## Start

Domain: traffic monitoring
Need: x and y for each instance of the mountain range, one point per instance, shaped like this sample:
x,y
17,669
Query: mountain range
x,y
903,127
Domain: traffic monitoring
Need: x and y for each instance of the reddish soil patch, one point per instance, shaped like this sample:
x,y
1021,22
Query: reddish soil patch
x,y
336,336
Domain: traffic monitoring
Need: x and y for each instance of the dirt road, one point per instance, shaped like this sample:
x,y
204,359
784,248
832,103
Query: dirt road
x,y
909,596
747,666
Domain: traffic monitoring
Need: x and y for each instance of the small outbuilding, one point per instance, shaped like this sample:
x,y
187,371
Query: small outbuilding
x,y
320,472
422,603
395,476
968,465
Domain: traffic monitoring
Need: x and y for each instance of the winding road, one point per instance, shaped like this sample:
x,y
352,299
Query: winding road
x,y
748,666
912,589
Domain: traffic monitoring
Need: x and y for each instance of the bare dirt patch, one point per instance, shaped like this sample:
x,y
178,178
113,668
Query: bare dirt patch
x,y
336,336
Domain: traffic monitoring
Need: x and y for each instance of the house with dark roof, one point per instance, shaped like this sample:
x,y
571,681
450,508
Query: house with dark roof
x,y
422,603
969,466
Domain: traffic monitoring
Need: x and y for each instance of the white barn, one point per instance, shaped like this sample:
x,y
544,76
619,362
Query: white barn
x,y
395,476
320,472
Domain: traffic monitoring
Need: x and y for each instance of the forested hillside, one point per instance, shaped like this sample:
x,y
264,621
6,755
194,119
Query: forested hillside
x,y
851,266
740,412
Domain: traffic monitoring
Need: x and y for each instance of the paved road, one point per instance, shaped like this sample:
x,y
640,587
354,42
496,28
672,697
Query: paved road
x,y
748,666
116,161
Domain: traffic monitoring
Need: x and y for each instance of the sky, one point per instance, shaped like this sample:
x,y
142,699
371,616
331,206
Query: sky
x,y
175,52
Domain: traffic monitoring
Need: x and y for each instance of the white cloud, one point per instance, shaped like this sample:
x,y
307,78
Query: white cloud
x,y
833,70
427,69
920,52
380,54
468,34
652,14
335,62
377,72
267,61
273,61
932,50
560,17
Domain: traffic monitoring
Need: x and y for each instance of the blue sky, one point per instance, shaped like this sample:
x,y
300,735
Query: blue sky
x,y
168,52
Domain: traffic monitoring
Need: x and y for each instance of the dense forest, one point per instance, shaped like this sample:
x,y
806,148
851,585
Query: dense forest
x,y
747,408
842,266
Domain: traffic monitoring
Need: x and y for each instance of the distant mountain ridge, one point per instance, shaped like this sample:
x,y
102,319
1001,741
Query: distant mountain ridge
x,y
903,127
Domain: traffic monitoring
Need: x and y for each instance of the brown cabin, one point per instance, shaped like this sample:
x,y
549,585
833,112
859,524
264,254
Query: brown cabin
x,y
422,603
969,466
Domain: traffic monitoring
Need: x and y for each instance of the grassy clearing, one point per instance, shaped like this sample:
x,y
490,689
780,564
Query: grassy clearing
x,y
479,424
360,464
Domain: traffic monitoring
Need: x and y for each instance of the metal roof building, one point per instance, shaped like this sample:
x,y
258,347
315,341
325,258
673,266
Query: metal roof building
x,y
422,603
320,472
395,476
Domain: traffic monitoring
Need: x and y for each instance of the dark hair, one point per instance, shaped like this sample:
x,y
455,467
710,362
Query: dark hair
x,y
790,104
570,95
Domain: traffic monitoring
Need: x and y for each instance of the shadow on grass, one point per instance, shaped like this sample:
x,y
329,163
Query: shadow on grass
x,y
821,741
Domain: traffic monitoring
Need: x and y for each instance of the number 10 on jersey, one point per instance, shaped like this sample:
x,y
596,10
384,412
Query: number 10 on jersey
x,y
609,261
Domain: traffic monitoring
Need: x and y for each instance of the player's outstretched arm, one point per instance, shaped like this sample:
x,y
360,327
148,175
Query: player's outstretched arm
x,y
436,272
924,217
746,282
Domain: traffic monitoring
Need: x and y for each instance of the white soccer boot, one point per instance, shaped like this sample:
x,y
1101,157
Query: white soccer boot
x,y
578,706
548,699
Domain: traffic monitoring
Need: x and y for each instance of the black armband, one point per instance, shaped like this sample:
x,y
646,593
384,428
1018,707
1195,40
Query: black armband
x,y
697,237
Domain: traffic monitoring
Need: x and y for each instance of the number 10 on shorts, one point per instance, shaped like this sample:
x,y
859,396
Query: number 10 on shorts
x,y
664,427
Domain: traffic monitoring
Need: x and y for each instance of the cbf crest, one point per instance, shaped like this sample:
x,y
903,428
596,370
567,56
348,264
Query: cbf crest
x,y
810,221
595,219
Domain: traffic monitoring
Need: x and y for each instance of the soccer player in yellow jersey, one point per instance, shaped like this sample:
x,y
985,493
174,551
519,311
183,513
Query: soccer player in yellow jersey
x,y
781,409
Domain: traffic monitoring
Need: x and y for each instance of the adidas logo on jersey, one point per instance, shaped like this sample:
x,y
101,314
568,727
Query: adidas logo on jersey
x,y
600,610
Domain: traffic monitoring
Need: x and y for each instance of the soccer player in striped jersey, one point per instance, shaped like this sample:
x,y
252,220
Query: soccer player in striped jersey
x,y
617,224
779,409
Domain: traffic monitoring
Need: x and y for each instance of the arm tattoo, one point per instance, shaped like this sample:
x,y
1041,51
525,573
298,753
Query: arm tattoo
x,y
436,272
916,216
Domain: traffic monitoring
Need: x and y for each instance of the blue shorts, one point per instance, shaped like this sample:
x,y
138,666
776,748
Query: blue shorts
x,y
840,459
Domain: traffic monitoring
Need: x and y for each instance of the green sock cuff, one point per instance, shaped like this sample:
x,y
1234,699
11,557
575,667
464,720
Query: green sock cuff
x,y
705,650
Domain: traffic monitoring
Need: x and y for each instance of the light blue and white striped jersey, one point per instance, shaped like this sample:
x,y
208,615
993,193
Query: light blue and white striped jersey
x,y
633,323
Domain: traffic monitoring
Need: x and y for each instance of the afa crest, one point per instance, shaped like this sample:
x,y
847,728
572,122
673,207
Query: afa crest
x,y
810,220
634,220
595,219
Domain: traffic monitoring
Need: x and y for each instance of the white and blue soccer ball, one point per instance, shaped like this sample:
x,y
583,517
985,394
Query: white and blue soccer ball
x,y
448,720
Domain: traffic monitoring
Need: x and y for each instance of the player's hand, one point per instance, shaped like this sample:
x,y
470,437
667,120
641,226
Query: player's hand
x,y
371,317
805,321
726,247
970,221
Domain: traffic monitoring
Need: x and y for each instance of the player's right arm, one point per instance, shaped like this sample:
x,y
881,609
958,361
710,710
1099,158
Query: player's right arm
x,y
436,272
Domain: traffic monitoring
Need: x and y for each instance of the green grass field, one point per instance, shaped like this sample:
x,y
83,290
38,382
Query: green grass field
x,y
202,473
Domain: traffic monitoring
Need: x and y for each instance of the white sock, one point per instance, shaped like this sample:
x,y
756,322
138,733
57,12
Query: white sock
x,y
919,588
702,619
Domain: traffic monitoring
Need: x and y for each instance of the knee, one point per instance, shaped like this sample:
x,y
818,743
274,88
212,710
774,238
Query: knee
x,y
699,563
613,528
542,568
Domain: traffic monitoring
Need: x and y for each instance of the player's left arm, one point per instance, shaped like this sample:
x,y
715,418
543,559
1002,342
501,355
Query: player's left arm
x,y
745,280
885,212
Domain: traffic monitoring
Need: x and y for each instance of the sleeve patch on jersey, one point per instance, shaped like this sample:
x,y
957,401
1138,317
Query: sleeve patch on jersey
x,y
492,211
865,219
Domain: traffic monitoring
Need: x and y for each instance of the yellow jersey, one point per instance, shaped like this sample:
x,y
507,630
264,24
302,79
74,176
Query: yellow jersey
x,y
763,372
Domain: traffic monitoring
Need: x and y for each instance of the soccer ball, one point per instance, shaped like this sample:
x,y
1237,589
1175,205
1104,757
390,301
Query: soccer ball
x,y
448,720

## End

Task goal >> Show every line above that contains the string "player", copying each one in full.

Exercise output >>
Need: x and y for each instance of the player's outstretched arm, one point per instance, shaped like this sample:
Query: player's outstretched arm
Need: x and y for each instance of the soccer player in yellow jersey, one point per instance, shaped like this sample:
Query: soccer player in yellow jersey
Need: x and y for each instance of the soccer player in striped jersey, one point per instance, shaped like this sample:
Query: soccer player in striped jersey
Need: x and y for each instance of the player's hand, one point per instance, shaped like this sample:
Query: player's hand
Need: x and y for each instance of the player's right arm, one point per instance, shaped like this sample:
Query: player's right arm
Need: x and y for each instance of the player's left arm, one point per instance, shaped like this sample:
Query: player's left arm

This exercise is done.